> _TO DO_:
Can you reproduce each line of the listing without any changes?

(Position identification records)
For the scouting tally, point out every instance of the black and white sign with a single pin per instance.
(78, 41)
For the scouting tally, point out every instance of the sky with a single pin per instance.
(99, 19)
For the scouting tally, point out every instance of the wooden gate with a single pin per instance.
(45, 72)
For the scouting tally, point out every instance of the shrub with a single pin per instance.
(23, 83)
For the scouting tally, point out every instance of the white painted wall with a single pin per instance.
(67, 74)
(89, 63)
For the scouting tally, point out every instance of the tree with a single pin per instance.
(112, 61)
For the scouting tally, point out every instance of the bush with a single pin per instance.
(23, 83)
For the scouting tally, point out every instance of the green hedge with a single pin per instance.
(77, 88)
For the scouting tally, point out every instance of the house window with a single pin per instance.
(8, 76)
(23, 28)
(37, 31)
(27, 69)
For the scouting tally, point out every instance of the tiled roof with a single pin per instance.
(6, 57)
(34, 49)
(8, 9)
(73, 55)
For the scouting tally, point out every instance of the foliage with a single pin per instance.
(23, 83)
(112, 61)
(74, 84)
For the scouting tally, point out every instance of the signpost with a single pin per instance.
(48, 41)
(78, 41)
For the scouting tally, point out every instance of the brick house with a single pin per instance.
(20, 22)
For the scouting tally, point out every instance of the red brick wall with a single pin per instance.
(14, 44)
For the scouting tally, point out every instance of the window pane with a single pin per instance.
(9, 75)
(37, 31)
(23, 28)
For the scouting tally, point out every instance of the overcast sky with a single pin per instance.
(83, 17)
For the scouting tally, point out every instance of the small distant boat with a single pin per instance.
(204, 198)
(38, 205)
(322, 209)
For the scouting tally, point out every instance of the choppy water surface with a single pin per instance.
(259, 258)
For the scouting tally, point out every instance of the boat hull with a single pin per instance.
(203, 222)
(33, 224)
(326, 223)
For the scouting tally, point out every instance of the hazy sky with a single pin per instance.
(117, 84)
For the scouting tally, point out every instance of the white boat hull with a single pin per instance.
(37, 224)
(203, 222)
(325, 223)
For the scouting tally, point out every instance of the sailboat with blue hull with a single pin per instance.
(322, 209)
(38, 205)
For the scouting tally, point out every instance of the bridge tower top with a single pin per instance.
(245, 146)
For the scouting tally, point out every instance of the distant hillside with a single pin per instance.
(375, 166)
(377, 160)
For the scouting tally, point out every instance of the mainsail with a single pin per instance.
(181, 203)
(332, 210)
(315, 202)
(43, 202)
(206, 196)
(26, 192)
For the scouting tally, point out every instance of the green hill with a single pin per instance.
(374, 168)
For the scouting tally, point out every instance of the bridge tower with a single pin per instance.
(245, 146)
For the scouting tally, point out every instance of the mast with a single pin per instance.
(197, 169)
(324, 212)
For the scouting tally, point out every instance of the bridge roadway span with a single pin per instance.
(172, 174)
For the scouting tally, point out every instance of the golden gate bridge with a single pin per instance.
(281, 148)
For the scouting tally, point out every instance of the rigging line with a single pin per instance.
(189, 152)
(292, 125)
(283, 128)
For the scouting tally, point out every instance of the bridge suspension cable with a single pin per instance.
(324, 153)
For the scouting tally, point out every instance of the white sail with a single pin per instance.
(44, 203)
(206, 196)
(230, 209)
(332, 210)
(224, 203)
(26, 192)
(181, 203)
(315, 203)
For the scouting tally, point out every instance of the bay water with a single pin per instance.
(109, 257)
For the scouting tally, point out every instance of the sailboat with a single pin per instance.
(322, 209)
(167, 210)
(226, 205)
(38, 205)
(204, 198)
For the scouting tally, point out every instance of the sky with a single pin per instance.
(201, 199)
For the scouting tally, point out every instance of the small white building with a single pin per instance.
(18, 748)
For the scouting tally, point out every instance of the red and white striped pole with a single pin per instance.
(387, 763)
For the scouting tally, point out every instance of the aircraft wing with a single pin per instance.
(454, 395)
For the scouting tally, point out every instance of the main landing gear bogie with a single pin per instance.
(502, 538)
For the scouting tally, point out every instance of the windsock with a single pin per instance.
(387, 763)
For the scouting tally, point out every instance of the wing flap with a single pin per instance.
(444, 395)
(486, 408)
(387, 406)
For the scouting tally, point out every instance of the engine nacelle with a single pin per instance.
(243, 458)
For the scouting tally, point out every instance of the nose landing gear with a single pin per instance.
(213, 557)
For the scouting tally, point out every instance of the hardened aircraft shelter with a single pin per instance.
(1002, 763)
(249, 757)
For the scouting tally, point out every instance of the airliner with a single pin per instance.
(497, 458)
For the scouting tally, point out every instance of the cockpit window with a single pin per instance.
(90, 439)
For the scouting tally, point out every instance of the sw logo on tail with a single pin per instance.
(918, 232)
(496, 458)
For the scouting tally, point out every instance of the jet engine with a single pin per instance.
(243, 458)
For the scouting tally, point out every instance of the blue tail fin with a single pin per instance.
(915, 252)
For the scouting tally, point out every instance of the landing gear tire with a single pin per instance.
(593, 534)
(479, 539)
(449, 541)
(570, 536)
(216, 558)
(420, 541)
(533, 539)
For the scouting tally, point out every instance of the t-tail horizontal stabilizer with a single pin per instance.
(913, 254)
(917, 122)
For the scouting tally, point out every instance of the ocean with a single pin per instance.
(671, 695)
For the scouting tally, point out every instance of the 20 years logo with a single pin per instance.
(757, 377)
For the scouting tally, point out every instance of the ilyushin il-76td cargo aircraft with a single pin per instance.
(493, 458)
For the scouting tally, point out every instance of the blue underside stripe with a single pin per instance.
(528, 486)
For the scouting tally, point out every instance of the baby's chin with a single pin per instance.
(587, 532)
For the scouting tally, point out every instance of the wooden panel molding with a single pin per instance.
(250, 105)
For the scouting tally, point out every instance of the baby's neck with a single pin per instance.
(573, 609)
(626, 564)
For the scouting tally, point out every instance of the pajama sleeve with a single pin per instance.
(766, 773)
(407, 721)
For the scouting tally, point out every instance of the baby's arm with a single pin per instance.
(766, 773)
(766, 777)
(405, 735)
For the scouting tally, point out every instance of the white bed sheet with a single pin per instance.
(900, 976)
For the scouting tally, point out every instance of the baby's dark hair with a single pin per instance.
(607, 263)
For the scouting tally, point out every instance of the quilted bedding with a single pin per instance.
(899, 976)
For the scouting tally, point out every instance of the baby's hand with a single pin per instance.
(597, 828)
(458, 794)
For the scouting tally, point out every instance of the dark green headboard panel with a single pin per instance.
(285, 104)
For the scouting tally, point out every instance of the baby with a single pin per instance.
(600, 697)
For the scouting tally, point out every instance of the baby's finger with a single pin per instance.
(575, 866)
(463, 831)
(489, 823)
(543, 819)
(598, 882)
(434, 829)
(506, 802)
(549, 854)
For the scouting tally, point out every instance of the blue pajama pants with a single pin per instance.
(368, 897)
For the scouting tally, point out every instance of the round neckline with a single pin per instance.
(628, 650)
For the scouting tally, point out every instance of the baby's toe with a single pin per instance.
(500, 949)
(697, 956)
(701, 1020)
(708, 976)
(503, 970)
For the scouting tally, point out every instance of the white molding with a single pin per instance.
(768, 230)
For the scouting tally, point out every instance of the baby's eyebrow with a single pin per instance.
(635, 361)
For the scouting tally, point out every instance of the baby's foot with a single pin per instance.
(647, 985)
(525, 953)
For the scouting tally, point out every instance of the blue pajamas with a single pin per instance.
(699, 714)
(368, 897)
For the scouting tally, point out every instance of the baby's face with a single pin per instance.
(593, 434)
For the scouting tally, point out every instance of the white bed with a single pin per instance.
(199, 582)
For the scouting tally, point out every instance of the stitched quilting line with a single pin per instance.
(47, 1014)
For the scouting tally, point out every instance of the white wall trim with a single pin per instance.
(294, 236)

> _SOLUTION TO THIS TASK_:
For the scouting tally, point out every instance of the black and white sign with a single pin per instance.
(78, 41)
For the scouting tally, point out every instance of the sky with a single pin per instance.
(99, 19)
For the scouting tally, point out every instance of the wooden gate with a single pin per instance.
(45, 72)
For the scouting tally, point out every instance of the shrub with a single pin per instance.
(23, 83)
For the scouting tally, point out every instance of the white painted wall with a single pin per instance.
(67, 74)
(89, 63)
For the scouting tally, point out every instance of the tree with a single pin per instance.
(112, 61)
For the scouting tally, point out every instance of the bush with a single pin per instance.
(23, 83)
For the scouting tally, point out every instance of the green hedge with a single pin per instance.
(77, 88)
For the scouting tally, point out every instance of the house window with a single pin per instance.
(8, 76)
(23, 28)
(37, 31)
(27, 69)
For the scouting tally, point out every instance of the tiled roof with a single pin per instance.
(6, 57)
(34, 49)
(8, 9)
(73, 55)
For the scouting tally, point out every instance of the foliage with a single pin per instance.
(23, 83)
(112, 61)
(74, 84)
For the scouting tally, point out every instance of the signpost with a single pin per instance.
(48, 41)
(78, 41)
For the scouting tally, point out every instance of the brick house with a single pin per instance.
(20, 22)
For the scouting tally, point out every instance of the red brick wall with a single pin per instance.
(14, 44)
For the scouting tally, point out every instance of the window pane with a single pin per instance.
(9, 75)
(37, 31)
(23, 28)
For the scouting tally, point out every instance of the overcast sky with a single pin per instance.
(83, 17)
For the scouting tally, point out every instance of the small distant boat with a single pin per instance.
(204, 198)
(38, 205)
(322, 209)
For the scouting tally, point out every instance of the choppy water surface with a single pin per instance.
(259, 258)
For the scouting tally, point out every instance of the boat hull with a single pin per instance.
(203, 222)
(33, 224)
(326, 223)
For the scouting tally, point out every instance of the hazy sky with a single pin per instance.
(117, 84)
For the scouting tally, point out every instance of the white boat hull with a single pin per instance.
(37, 224)
(203, 222)
(325, 223)
For the scouting tally, point out every instance of the sailboat with blue hull with a single pin per instance.
(322, 209)
(38, 205)
For the scouting tally, point out every instance of the bridge tower top with a single pin per instance.
(245, 146)
For the scouting tally, point out every instance of the distant hillside with a single pin per instance.
(375, 166)
(377, 160)
For the scouting tally, point out every instance of the mainsail with a single pin per instance.
(181, 203)
(332, 210)
(315, 202)
(43, 202)
(206, 196)
(26, 192)
For the scouting tally, point out every instance of the green hill with a single pin per instance.
(374, 168)
For the scouting tally, point out every instance of the bridge tower with a single pin per instance.
(245, 146)
For the scouting tally, point out every instance of the mast with a single pin per instance.
(197, 169)
(324, 212)
For the scouting tally, point out every instance of the bridge roadway span with a single pin per instance.
(172, 174)
For the scouting tally, point out every instance of the golden gate bridge with a single pin per instance.
(281, 148)
For the scouting tally, point out every instance of the rigging line with a single pin per instance.
(189, 152)
(292, 125)
(283, 128)
For the scouting tally, point out every instance of the bridge suspension cable with a single pin per instance.
(324, 153)
For the scouting tally, point out every instance of the white sail with a single pin per instance.
(44, 203)
(206, 196)
(230, 209)
(332, 210)
(224, 203)
(26, 192)
(181, 203)
(315, 203)
For the scouting tally, point out every instance of the bay water with a single pin per instance.
(109, 257)
For the scouting tally, point out every instance of the sailboat with a single pin per instance.
(322, 209)
(167, 210)
(226, 205)
(38, 205)
(204, 198)
For the scouting tally, point out every instance of the sky with a single pin per instance.
(201, 199)
For the scouting tally, point out every instance of the small white building with a single pin per instance.
(18, 748)
For the scouting tally, point out every instance of the red and white striped pole with a single pin per instance.
(387, 763)
For the scouting tally, point out every instance of the aircraft wing with a single pin per instance.
(454, 395)
For the scouting tally, point out every instance of the main landing gear bogie with a single pin per instance.
(502, 538)
For the scouting tally, point out every instance of the windsock with a single pin per instance.
(387, 763)
For the scouting tally, point out every instance of the wing flap with a single pin per instance.
(444, 395)
(486, 408)
(387, 406)
For the scouting tally, point out every instance of the engine nacelle with a single pin per instance.
(243, 458)
For the scouting tally, point out every instance of the nose landing gear with a single pin per instance.
(213, 557)
For the scouting tally, point out every instance of the hardened aircraft shelter with a single pin per instance.
(1002, 763)
(249, 757)
For the scouting tally, point out every instance of the airliner with a single pin per instance.
(497, 458)
For the scouting tally, point out every instance of the cockpit window with a single pin per instance.
(90, 439)
For the scouting tally, point out every instance of the sw logo on tail with a single pin per instance.
(918, 232)
(496, 458)
For the scouting tally, point out every instance of the jet engine with a single pin per instance.
(243, 458)
For the scouting tally, point out every instance of the blue tail fin with a single pin per instance.
(915, 252)
For the scouting tally, point out every instance of the landing gear tire with a single pin per instance.
(593, 534)
(479, 539)
(449, 541)
(570, 536)
(216, 558)
(420, 541)
(533, 539)
For the scouting tally, point out every instance of the t-tail horizontal stabilizer with a single pin per instance.
(913, 254)
(917, 122)
For the scouting tally, point out every instance of the ocean with a single pin per instance.
(671, 695)
For the scouting tally, point out every instance of the 20 years logo with a single pin per instance.
(757, 377)
For the scouting tally, point out every instance of the ilyushin il-76td cargo aircraft with a single pin per instance.
(493, 458)
For the scouting tally, point out every instance of the blue underside stripe with a single pin per instance.
(528, 486)
For the scouting tally, point out every instance of the baby's chin with a single pin per instance.
(587, 532)
For the scouting tally, point out every instance of the wooden panel molding with a single pin per instance.
(250, 105)
For the scouting tally, point out every instance of the baby's neck with a single pin per instance.
(573, 609)
(626, 564)
For the scouting tally, point out every instance of the pajama sleeve with a single pin per instance.
(766, 773)
(407, 721)
For the scouting tally, point out every instance of the baby's arm with a single pin per instance.
(766, 773)
(766, 777)
(405, 735)
For the scouting tally, point out every instance of the white bed sheet with a single pin per instance.
(900, 976)
For the scouting tally, point out every instance of the baby's dark hair with a single pin per instance.
(607, 263)
For the scouting tally, point out every instance of the quilted bedding with a single pin per instance.
(899, 976)
For the scouting tally, point out every instance of the baby's hand with a single pin per instance.
(597, 828)
(458, 794)
For the scouting tally, point out every instance of the dark green headboard panel with a single pin per instance.
(285, 104)
For the scouting tally, point out every instance of the baby with a single pin per instance.
(600, 697)
For the scouting tally, point out every instance of the baby's finger with a single pin per instance.
(575, 866)
(463, 831)
(489, 823)
(543, 819)
(598, 882)
(434, 829)
(506, 802)
(549, 854)
For the scouting tally, point out every instance of the blue pajama pants with a single pin per instance.
(368, 897)
For the scouting tally, point out every instance of the round neckline with a single pin per instance.
(628, 650)
For the scouting tally, point out every instance of the baby's toe with a single pin per instance.
(500, 949)
(697, 956)
(701, 1020)
(708, 976)
(503, 970)
For the scouting tally, point out every instance of the white molding with a single pin per instance.
(768, 230)
For the scouting tally, point out every instance of the baby's eyebrow with a single pin per instance.
(635, 361)
For the scouting tally, point out every instance of the baby's foot with a single pin per instance.
(647, 985)
(525, 953)
For the scouting tally, point out every instance of the blue pajamas with a single pin per instance.
(699, 714)
(368, 897)
For the scouting tally, point out every instance of the baby's face with a single pin per instance.
(593, 434)
For the scouting tally, point out every instance of the white bed with a single pin per instance.
(199, 582)
For the scouting tally, point out every instance of the stitched quilting line with a single pin per instance.
(47, 1014)
For the scouting tally, point out every instance of the white wall trim with a single pin per instance.
(294, 236)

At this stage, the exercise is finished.